* start *
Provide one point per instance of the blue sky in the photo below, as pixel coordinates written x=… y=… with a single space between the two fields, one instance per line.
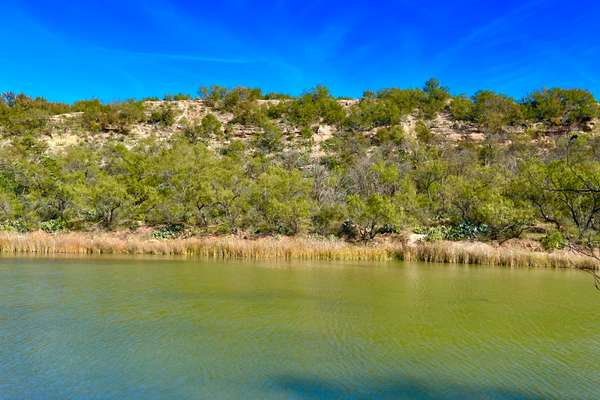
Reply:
x=68 y=50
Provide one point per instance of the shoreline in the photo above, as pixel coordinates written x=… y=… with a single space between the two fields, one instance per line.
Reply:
x=286 y=248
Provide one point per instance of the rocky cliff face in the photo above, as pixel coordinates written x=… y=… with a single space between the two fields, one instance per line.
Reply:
x=64 y=130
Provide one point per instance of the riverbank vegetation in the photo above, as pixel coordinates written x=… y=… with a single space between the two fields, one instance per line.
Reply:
x=240 y=163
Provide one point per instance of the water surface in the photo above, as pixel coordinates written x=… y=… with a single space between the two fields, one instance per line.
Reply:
x=156 y=329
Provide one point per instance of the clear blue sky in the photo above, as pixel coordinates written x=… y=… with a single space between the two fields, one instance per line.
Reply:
x=67 y=50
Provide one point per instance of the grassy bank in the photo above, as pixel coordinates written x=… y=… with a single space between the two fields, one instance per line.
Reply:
x=286 y=248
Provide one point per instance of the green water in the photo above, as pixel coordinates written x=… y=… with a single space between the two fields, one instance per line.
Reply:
x=168 y=329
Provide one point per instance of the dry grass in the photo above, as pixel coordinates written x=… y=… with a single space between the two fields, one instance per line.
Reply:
x=231 y=247
x=224 y=247
x=481 y=253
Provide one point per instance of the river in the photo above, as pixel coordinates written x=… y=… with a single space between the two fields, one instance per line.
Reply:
x=110 y=328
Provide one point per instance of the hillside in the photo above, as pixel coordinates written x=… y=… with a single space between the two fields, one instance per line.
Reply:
x=486 y=168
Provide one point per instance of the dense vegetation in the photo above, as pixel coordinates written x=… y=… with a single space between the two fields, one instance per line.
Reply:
x=535 y=170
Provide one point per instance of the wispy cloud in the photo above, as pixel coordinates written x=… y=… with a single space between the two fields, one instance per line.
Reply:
x=182 y=57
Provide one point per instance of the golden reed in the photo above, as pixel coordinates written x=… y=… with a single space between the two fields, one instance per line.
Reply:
x=285 y=248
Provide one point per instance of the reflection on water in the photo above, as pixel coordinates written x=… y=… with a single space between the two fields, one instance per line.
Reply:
x=147 y=328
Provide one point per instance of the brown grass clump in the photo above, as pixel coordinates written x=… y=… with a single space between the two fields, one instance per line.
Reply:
x=287 y=248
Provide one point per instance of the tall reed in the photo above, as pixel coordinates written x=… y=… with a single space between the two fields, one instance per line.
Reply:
x=286 y=248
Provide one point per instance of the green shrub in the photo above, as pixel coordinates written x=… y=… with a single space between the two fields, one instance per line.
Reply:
x=53 y=225
x=553 y=240
x=169 y=231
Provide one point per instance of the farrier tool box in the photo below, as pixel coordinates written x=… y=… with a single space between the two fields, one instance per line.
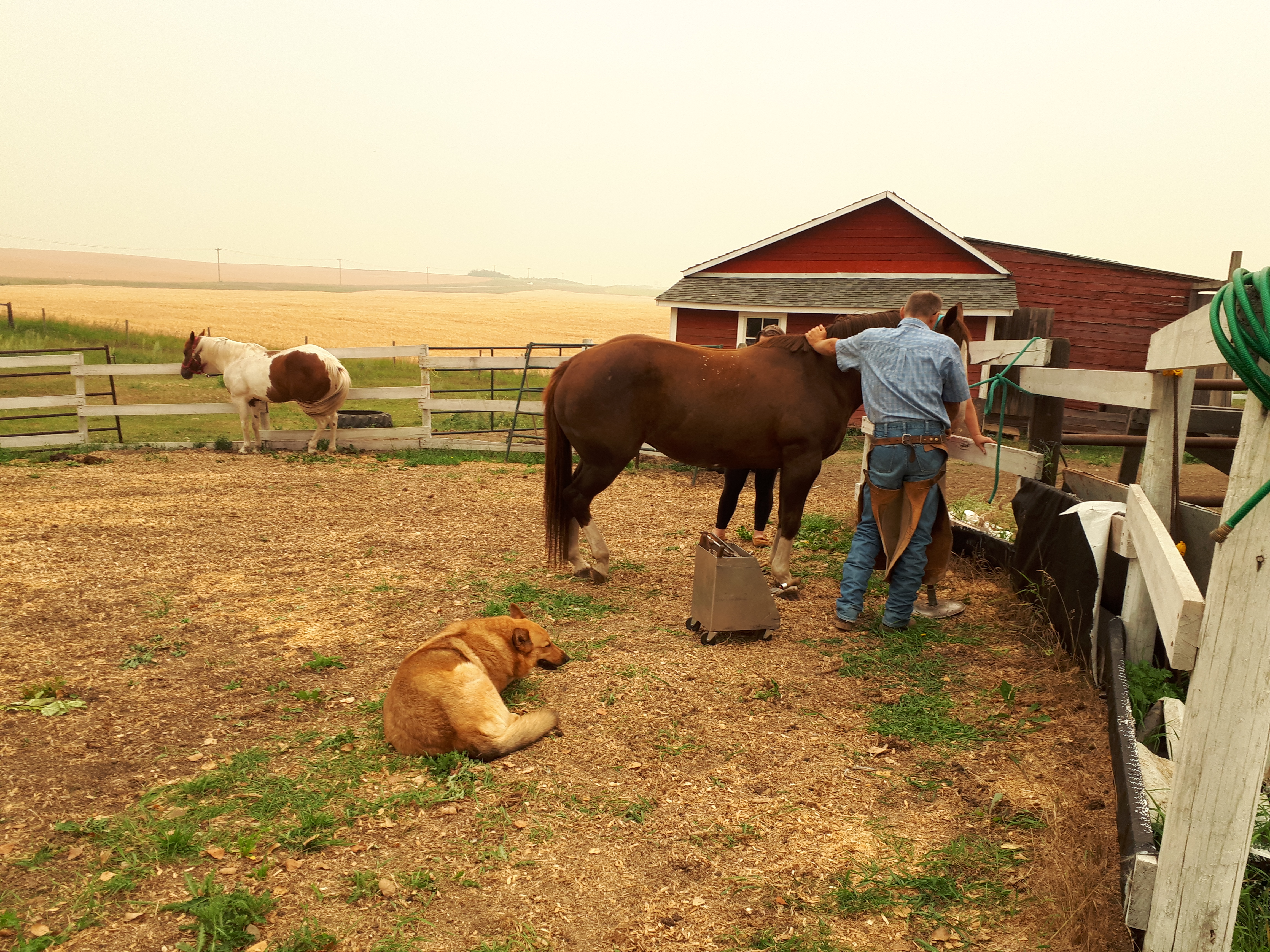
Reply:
x=730 y=593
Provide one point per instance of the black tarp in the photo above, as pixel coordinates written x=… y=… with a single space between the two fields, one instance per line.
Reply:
x=1053 y=565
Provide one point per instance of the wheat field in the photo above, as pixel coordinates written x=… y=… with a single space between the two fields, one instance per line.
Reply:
x=281 y=319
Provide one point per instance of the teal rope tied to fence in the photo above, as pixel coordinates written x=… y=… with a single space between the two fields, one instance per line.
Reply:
x=996 y=383
x=1246 y=341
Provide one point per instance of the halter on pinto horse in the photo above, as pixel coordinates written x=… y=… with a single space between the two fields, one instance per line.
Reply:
x=774 y=405
x=257 y=377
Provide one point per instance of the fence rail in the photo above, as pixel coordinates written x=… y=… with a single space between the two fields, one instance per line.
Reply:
x=389 y=437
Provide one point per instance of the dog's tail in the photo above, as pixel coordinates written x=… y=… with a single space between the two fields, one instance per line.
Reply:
x=524 y=732
x=559 y=475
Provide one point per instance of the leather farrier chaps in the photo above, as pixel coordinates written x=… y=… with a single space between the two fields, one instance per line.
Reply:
x=898 y=511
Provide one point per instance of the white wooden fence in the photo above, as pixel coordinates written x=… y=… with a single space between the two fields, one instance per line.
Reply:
x=379 y=439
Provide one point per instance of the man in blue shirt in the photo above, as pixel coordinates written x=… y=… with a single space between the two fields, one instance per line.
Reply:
x=914 y=389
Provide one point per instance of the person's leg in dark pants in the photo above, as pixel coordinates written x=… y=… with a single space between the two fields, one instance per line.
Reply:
x=765 y=480
x=733 y=482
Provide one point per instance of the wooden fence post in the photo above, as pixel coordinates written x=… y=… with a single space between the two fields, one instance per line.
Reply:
x=1158 y=475
x=1046 y=427
x=426 y=383
x=1212 y=809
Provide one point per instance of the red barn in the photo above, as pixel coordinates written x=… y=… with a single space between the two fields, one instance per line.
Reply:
x=870 y=256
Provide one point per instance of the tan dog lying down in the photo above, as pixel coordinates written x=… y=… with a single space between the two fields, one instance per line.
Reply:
x=446 y=695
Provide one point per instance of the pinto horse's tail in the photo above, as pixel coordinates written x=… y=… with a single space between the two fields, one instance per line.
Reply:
x=559 y=475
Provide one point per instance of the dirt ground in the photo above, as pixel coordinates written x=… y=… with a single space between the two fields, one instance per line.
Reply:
x=700 y=796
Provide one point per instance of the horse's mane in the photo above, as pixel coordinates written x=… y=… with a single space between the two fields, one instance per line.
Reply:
x=794 y=343
x=847 y=325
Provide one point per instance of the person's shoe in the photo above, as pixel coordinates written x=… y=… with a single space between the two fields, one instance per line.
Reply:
x=844 y=625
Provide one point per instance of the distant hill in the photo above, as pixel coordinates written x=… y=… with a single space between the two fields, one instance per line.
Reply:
x=20 y=266
x=18 y=263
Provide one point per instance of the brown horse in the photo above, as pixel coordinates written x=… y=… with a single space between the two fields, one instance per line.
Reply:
x=774 y=405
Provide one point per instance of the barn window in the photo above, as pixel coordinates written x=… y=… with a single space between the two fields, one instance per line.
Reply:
x=751 y=325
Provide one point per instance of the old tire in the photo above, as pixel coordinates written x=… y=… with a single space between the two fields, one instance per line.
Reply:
x=362 y=419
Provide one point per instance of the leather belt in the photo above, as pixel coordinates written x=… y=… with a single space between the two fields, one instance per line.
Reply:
x=910 y=440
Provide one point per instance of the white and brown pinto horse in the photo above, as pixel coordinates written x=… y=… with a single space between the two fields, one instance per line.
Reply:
x=256 y=377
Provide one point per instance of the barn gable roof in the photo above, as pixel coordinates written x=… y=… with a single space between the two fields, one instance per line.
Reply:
x=971 y=263
x=836 y=295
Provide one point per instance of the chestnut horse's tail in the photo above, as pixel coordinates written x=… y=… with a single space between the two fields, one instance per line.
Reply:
x=559 y=475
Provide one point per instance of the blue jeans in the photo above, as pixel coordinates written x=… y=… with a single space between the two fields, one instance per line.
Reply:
x=888 y=469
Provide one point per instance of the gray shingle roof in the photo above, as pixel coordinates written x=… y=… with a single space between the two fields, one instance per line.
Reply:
x=874 y=294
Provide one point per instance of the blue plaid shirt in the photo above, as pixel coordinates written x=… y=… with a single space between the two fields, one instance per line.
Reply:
x=909 y=372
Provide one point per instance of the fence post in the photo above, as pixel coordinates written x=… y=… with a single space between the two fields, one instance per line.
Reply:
x=426 y=383
x=82 y=395
x=1212 y=809
x=1158 y=480
x=1046 y=427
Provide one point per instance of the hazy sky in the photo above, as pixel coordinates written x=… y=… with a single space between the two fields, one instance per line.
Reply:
x=624 y=143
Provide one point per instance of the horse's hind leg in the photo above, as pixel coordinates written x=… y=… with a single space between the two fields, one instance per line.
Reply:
x=798 y=475
x=588 y=483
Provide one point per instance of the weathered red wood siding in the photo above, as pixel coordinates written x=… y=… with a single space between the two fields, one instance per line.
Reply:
x=878 y=239
x=705 y=328
x=1108 y=310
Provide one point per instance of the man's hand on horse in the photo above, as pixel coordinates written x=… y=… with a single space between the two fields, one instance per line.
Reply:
x=821 y=342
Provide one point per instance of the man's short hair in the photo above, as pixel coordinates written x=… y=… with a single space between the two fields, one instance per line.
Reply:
x=924 y=304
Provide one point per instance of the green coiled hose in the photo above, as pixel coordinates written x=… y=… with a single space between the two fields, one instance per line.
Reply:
x=1245 y=339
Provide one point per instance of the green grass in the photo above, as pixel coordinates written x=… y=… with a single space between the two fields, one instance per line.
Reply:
x=968 y=870
x=309 y=937
x=559 y=604
x=910 y=659
x=1148 y=685
x=798 y=942
x=220 y=918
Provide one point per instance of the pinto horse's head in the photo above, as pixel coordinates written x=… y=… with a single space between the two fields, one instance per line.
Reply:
x=193 y=364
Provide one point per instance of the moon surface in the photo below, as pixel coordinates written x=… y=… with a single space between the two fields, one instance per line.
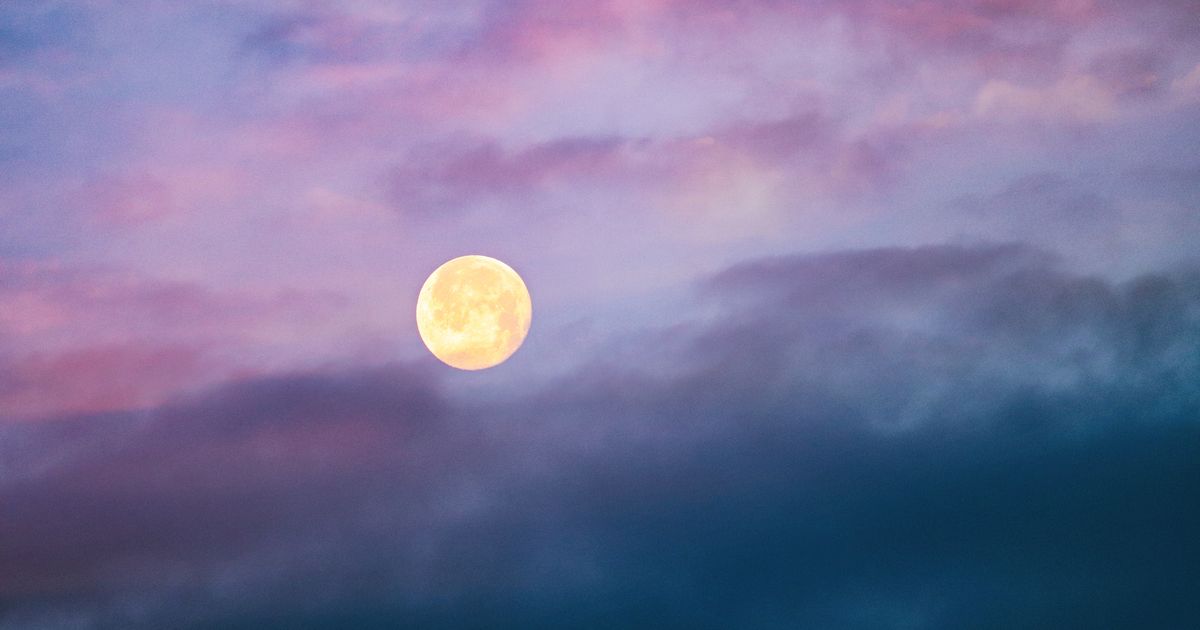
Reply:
x=473 y=312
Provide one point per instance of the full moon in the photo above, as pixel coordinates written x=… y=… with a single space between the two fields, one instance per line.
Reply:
x=473 y=312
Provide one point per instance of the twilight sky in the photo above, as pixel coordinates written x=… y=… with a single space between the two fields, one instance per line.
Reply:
x=861 y=315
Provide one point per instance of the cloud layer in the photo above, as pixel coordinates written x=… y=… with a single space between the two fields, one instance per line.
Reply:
x=897 y=438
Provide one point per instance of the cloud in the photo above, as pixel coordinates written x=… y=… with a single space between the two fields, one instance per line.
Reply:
x=886 y=438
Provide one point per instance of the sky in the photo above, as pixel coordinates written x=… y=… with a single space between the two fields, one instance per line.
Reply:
x=861 y=315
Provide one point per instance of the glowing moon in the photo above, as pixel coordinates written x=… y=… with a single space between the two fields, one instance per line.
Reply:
x=473 y=312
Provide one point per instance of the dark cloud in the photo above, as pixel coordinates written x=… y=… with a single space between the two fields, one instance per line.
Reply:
x=941 y=437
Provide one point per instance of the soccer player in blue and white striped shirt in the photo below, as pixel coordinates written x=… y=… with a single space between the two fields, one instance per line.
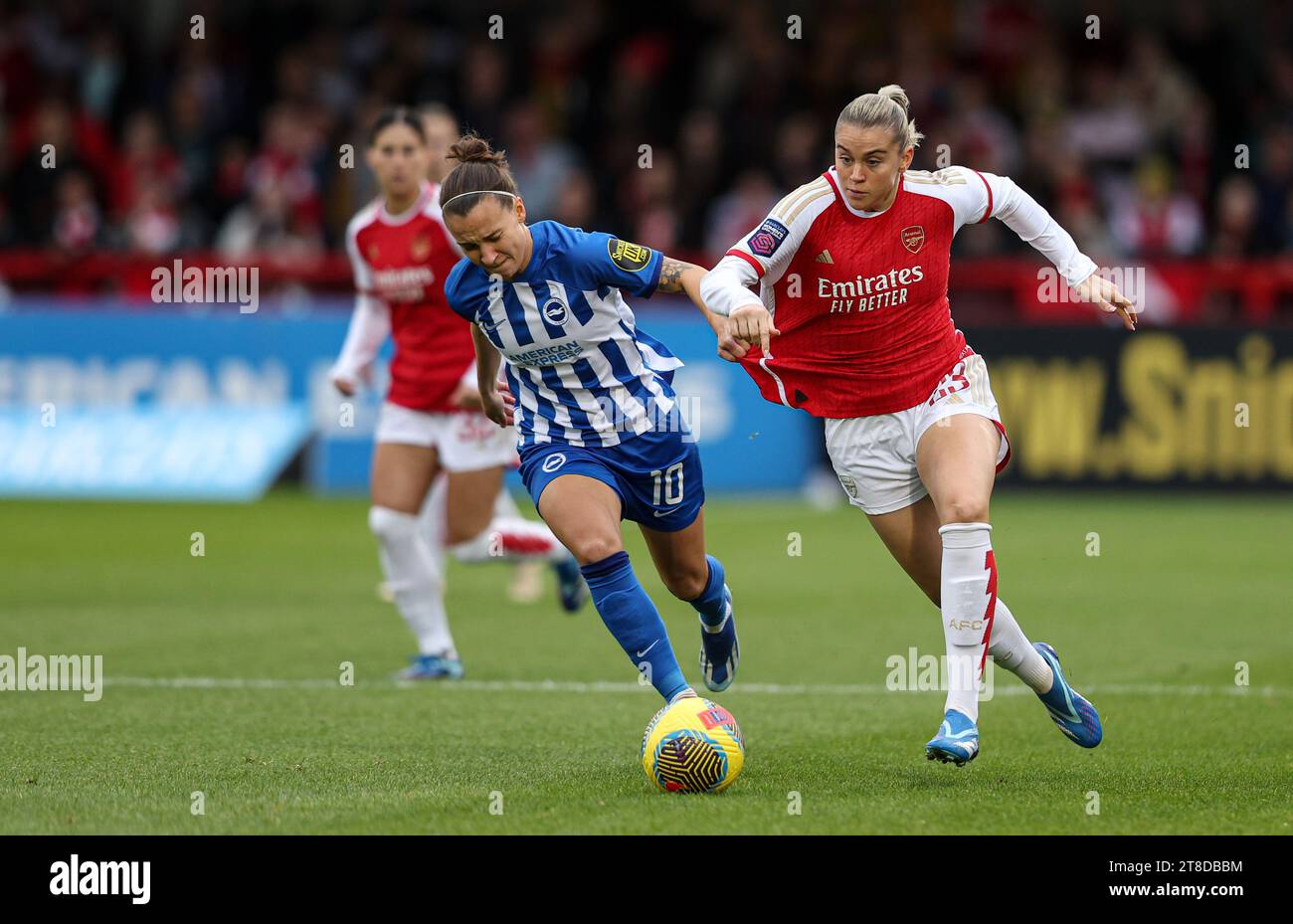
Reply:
x=602 y=439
* end *
Aim of the exercise —
Only the lines from the line bearing "Provide one point per instance of the glowing" to the end of the listing above, both inclusive, should be extracted verbatim; the pictures are excluded.

Task result —
Provide one point per instance of the glowing moon in the photo above, as pixel coordinates written x=… y=… with a single space between the two fields, one instance per line.
Reply:
x=473 y=312
Provide one point per instance of the dark cloud in the photo above, as pixel coordinates written x=… y=… with a single space between the two fields, one instance per line.
Reply:
x=941 y=437
Provide one point per instance of the soccer player in blue and white striped shirt in the photo below, as pixel coordinates written x=… y=… with a single space between the two fields, one instance per line.
Reply:
x=602 y=439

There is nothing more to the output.